Reading text ::
* * * * * * *
As I begin to write this the appropriate greeting is ‘Shabbat Shalom’.
We have had a momentous day in north-west Galilee [map]. It was another hot day with 60 to 90 minute visits to various sites and activities, interspersed with recovery and travel in the air-conditioned bus. The wind is blowing like a thermo-wave oven so we are drinking water continuously.
Our first visit was the Mount of the Beatitudes which is simply one of many curved hillsides along the north-west part of Lake Galilee, or Sea of Tiberius, or Gennesaret, as the body of water is variously named. It is often said, and I feel it too, that there is a sweet calm over the area – even though its history is very far from peaceful. According to Josephus it ran red with blood during the Roman suppression of the first Jewish Revolt around 68 A.D. -but still, I feel some sweet calm.
The Beatitudes Mount is, of course, topped with a fine church and spaces to contemplate. Immediately below the mount is a slightly dipped slope which is believed to be where Jesus actually spoke the Beatitudes. It is now a private banana plantation visible only through a wire fence. We had a time of reflecting on what Jesus was doing and conveying by the way he did it and the way he said it.
The photo below looks down the slope from the top of the Mount of Beatitudes over where the multitudes sat as Jesus spoke. What you see are eucalyptus trees common in the region and mesh-covered banana plantations. The biblical narrative portrays a mountain context with Jesus bringing a new ‘law’. For this he would be near the top speaking down? However, acoustic efficiency would have Jesus near the bottom using the hill as a natural amphitheater, something people would have been familiar with from Greek and Roman building. Might Jesus have come down the mount to speak thus harmonising the possibilities as Moses did in coming down from Mount Sinai? Seeing the land-form is like visiting a crime scene and makes one reconsider the previous textual interpretation.
From the Beatitude Mount it was a short ride to see what was named as ’The Jesus Boat’. It is certainly an example of an actual first century boat. Some may remember its discovery during a drought period of low water level on Genesaret in 1986. I have always wanted to see it and know more, and today was the day. A picture follows below showing a boat that was finely crafted and easily capable of carrying a dozen men. This was another moment of contact with part of the Gospel narrative.
I pulled myself away from this temperature-controlled exhibition hall for a lake cruise. It was very special to be out on the water seeing the land as it rose from the water.
Then back onshore and off to Magdala where Mary Magdalene came from. In 2009 digging started to begin work on a new hostel. As is to be expected, building excavations nearly always reveal archeological materials which means the building site becomes an archeological site and remains so until fully processed.
* * * * * * *
Recorded data ::
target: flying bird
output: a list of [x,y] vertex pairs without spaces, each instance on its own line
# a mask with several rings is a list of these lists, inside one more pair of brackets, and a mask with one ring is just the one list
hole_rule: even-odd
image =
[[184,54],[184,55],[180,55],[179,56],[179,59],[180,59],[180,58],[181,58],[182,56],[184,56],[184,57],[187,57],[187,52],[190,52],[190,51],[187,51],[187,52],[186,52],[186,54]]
* * * * * * *
Required action 1 ::
In the Galilee travel account, in what year was the first-century boat found?
Required action 2 ::
Continue the Galilee travel account from the point where it stops.

Exercise output 1 ::
It was found in 1986, during a drought that left the water level low.

Exercise output 2 ::
What had been discovered was the town of Magdala! Two features stand out. They are the synagogue and the ‘mikva’ot’, or ritual washing baths. Magdala is very much in the region Jesus conducted his ministry, so it is highly likely he visited this synagogue. We took time to lean in and touch the stones to pray here. A picture follows below of the synagogue floor and a few columns now under permanent roof cover.
We also visited a recently built church at Magdala dedicated to women who supported Jesus. It was built over some first century Roman paving featured in the crypt or lower level.
From Magdala via a lunch stop it was on to Capernaum and what is claimed to be Peter’s house. Capernaum was the base of Jesus’ ministry in Galilee and beyond. It was Peter’s hometown where, in a boat such as seen earlier, he fished the deep rich waters of the Genesaret. Capernaum featured a 4th century Synagogue built in limestone over the first century synagogue’s basalt foundation. This is labeled as Jesus’ synagogue.
Looking down from the synagogue entrance towards the lake are the foundations and lower wall ruins of first century Capernaum. About 50 meters away is Peter’s House. It’s an octagonal structure and suggests Peter had done well in the fishing business. If the deductions are correct this is where Jesus healed Peter’s mother-in-law. Above this site is built a church which hovers over what is thought of as the first Christian house church – the house of Peter the Fisherman.
Fifty meters further down the slope is the coastline. See photo below.
From Capernaum it was back to the hotel in Tiberius for an evening meal preceded by the Kiddush or ‘sabbath blessing’ with wine and bread.
This was a day rich in places and features closely associated with Jesus and his Galilee ministry.